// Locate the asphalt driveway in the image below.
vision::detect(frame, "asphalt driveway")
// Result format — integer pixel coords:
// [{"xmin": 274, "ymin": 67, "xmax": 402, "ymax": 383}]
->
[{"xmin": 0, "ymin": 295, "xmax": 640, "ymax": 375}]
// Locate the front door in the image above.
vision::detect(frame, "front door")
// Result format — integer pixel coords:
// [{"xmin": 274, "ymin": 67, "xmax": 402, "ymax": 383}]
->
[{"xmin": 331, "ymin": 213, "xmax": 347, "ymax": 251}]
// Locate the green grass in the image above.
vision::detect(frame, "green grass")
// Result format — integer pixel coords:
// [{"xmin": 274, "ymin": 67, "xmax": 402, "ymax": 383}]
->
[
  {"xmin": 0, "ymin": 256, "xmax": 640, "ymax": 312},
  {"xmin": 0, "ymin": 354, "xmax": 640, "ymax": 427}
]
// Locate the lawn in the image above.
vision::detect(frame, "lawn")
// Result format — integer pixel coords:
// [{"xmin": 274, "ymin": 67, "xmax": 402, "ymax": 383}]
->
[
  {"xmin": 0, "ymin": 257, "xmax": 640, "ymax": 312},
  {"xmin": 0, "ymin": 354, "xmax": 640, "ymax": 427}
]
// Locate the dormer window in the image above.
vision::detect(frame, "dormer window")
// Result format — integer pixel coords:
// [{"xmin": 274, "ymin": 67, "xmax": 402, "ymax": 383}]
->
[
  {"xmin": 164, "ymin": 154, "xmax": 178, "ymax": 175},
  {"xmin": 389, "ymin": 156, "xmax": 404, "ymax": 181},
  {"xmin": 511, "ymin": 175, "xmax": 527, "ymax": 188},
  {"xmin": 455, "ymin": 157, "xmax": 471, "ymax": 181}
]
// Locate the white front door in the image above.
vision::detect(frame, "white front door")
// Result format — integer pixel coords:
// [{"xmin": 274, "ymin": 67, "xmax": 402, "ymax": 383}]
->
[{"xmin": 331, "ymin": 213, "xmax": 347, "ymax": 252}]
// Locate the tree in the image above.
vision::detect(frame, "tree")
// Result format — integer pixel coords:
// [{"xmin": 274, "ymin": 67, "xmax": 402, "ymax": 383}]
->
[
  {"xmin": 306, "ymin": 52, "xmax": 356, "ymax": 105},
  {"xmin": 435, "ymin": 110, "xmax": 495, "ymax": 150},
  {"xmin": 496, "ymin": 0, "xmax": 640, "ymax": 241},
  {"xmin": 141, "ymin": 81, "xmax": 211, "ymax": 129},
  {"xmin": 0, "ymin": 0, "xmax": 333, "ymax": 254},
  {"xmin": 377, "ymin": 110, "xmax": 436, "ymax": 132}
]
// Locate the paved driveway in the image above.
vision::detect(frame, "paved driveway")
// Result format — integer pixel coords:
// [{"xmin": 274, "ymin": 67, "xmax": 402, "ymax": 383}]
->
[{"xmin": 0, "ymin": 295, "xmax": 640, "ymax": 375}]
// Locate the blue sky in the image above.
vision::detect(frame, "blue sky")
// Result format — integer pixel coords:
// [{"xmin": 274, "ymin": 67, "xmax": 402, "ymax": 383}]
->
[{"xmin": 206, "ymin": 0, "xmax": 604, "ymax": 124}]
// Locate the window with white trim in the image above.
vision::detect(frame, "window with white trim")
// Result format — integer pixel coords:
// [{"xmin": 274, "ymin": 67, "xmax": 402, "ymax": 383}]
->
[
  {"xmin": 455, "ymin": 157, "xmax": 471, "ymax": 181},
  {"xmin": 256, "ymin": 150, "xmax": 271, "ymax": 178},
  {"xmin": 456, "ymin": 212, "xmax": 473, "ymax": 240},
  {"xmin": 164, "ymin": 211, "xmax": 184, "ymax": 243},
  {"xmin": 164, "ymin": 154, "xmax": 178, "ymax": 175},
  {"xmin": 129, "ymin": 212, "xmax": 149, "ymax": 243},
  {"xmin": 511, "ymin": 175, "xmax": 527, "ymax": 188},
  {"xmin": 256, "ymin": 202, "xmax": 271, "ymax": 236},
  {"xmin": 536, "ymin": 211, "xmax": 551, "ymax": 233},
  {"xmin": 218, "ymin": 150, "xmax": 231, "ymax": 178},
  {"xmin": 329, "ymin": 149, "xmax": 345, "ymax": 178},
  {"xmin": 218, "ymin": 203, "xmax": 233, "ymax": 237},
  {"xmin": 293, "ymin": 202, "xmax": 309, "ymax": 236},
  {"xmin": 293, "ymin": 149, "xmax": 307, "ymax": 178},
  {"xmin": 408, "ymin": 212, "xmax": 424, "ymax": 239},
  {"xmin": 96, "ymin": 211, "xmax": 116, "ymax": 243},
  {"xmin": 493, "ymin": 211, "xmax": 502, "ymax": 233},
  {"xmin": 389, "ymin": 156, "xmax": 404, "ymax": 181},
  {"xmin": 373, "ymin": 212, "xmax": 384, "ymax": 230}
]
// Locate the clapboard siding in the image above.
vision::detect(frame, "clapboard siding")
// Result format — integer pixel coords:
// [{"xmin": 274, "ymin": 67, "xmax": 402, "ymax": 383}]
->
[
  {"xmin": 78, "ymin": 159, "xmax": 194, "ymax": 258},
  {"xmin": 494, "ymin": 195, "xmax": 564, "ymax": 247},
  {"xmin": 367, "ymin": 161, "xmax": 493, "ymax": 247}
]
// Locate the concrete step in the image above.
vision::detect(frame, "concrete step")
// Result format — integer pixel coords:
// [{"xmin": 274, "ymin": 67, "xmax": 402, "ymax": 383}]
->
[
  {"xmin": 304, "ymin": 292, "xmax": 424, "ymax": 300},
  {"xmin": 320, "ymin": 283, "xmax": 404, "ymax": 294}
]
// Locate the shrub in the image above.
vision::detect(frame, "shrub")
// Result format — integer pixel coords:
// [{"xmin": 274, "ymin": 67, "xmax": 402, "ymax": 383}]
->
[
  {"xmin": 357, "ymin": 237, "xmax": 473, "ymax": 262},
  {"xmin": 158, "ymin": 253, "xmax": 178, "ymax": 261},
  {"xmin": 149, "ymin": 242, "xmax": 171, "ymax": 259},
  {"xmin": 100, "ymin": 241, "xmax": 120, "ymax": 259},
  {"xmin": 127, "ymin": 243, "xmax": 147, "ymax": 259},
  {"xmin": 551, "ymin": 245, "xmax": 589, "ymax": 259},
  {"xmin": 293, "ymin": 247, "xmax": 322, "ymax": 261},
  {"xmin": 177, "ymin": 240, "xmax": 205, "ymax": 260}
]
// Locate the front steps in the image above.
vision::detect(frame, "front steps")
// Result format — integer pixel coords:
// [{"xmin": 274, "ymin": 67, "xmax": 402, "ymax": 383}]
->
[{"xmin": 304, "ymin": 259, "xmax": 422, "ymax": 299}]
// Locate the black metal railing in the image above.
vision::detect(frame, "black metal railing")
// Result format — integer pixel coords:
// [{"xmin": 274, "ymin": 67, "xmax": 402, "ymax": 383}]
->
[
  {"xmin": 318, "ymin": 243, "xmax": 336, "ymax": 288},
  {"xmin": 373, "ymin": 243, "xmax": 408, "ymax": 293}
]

----

Consigna »
Reúne cada línea de los registros en la que aparezca la palabra "white", copiándola tal cual.

Problema resuelto »
// Locate the white front door in the image above.
vision::detect(frame, "white front door")
// Locate the window with white trim in the image above.
vision::detect(frame, "window with white trim")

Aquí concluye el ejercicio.